To do: Copy each line of the records below, from the first through the one that contains "Every instance of the plant", exactly as written.

Saved entries:
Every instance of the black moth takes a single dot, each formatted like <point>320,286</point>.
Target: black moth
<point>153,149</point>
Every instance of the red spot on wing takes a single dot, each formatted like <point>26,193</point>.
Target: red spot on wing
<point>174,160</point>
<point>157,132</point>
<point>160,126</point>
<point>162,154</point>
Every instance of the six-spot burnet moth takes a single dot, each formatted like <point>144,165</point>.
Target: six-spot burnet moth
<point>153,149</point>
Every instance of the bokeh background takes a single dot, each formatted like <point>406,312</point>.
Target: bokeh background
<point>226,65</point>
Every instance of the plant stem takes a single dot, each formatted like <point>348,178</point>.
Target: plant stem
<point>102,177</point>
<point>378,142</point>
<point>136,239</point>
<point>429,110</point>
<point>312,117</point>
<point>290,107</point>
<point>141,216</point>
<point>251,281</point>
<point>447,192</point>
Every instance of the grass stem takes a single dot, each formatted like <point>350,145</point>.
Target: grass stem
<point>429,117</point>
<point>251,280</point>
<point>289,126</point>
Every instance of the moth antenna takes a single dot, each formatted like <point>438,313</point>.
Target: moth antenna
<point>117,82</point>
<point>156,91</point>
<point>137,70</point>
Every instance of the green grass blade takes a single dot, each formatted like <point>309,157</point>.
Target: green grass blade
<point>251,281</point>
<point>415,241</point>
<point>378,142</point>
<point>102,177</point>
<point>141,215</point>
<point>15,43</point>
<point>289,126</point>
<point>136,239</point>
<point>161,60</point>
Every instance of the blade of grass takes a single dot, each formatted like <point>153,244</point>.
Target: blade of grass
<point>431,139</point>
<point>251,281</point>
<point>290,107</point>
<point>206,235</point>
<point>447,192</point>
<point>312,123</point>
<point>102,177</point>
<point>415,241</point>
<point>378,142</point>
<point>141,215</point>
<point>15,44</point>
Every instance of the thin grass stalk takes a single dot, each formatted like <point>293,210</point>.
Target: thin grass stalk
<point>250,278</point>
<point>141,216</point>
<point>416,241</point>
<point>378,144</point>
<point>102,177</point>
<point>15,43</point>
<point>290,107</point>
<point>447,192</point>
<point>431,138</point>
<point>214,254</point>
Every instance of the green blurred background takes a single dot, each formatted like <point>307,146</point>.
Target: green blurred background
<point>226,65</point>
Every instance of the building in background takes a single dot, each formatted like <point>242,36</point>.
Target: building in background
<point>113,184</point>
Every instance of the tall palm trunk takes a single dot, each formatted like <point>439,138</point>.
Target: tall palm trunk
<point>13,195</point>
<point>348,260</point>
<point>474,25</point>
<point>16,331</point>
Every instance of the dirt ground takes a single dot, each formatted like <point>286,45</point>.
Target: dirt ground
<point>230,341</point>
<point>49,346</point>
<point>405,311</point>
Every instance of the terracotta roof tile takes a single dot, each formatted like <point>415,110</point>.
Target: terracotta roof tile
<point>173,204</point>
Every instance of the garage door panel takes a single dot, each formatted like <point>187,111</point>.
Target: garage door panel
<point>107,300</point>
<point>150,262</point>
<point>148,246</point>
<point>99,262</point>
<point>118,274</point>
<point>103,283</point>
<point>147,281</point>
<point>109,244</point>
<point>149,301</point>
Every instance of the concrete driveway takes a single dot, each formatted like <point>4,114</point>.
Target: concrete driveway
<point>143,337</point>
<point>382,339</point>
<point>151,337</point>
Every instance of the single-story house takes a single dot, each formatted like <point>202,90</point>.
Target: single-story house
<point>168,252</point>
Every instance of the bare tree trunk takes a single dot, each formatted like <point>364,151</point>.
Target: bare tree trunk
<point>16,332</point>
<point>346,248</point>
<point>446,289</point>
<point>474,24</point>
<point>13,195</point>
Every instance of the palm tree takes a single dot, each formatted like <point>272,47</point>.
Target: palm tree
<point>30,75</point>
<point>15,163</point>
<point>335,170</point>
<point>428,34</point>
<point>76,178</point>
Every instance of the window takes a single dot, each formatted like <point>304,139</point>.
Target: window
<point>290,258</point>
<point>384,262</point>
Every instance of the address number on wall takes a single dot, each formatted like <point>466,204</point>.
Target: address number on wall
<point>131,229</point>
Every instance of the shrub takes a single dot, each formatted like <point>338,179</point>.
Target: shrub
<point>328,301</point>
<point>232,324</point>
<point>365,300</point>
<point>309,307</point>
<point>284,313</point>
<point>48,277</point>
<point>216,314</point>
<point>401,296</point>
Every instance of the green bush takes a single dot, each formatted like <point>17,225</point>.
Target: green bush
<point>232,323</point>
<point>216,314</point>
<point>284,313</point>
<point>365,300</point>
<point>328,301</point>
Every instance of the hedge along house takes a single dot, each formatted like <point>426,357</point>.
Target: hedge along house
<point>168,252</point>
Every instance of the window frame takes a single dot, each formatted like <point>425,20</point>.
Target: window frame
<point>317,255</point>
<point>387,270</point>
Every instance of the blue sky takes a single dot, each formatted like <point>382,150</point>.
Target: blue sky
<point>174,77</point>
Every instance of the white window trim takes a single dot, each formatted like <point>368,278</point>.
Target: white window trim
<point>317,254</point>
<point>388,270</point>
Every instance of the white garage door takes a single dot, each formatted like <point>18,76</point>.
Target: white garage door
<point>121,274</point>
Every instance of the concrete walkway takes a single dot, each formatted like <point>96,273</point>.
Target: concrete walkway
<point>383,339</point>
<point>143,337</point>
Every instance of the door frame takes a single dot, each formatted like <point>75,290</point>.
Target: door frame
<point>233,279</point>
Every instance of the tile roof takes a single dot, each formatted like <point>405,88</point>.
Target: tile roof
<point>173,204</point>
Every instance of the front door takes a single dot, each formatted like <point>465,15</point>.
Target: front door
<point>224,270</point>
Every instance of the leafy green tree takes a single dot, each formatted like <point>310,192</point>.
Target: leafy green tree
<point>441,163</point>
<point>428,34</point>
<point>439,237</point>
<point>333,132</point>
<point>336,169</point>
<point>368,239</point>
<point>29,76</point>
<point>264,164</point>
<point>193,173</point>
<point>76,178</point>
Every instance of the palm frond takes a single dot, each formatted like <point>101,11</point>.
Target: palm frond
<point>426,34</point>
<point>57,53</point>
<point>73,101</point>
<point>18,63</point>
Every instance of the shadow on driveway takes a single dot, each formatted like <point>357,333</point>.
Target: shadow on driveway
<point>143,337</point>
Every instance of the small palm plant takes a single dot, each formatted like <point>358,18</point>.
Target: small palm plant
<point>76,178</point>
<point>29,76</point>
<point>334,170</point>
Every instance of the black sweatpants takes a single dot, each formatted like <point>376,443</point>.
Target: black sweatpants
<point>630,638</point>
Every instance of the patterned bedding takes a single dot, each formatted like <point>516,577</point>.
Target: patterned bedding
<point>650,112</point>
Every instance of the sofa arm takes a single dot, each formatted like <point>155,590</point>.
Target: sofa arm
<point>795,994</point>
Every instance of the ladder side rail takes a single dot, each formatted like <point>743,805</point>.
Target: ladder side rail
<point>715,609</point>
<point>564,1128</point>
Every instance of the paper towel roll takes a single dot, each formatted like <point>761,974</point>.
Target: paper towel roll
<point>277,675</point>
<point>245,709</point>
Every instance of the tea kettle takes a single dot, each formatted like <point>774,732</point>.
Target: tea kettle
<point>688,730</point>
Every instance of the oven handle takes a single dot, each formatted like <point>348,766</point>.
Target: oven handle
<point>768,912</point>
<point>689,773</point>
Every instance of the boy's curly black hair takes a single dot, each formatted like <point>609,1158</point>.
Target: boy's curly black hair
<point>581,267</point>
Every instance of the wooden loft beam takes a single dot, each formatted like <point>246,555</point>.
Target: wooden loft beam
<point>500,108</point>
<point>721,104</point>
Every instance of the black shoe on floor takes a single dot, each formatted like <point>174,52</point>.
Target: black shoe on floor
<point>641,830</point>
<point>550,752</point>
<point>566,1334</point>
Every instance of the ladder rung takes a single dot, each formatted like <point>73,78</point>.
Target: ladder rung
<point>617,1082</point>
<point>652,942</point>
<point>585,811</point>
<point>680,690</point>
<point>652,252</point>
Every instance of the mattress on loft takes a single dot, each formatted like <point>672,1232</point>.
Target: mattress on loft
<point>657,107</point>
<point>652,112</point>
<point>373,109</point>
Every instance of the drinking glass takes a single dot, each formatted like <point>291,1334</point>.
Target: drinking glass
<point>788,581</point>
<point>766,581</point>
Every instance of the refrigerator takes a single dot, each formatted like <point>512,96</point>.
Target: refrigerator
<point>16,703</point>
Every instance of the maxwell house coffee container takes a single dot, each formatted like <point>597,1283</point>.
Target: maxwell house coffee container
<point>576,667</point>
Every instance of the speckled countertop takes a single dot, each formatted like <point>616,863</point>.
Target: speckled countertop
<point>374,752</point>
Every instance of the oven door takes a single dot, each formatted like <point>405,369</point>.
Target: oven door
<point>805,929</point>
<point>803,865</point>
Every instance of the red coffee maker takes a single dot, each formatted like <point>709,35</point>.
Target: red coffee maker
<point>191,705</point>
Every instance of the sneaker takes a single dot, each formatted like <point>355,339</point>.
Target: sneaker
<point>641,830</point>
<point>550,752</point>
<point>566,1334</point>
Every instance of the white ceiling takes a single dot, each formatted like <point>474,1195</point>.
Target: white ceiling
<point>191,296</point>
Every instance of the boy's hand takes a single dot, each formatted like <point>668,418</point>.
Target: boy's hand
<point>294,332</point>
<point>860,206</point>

Worked solution:
Every instance of the black moth takes a single dot, each formatted like <point>320,286</point>.
Target: black moth
<point>153,149</point>
Every instance of the red spot on wing takes a single dot, each formatted like <point>26,193</point>.
Target: red spot on wing
<point>174,160</point>
<point>157,132</point>
<point>160,126</point>
<point>162,154</point>
Every instance of the six-spot burnet moth takes a single dot, each formatted like <point>144,165</point>.
Target: six-spot burnet moth
<point>153,149</point>
Every instance of the bokeh background takes a single dot, each formatted like <point>406,312</point>.
Target: bokeh background
<point>226,65</point>
Every instance of the plant stem takes a single dot, each formatted like <point>348,178</point>.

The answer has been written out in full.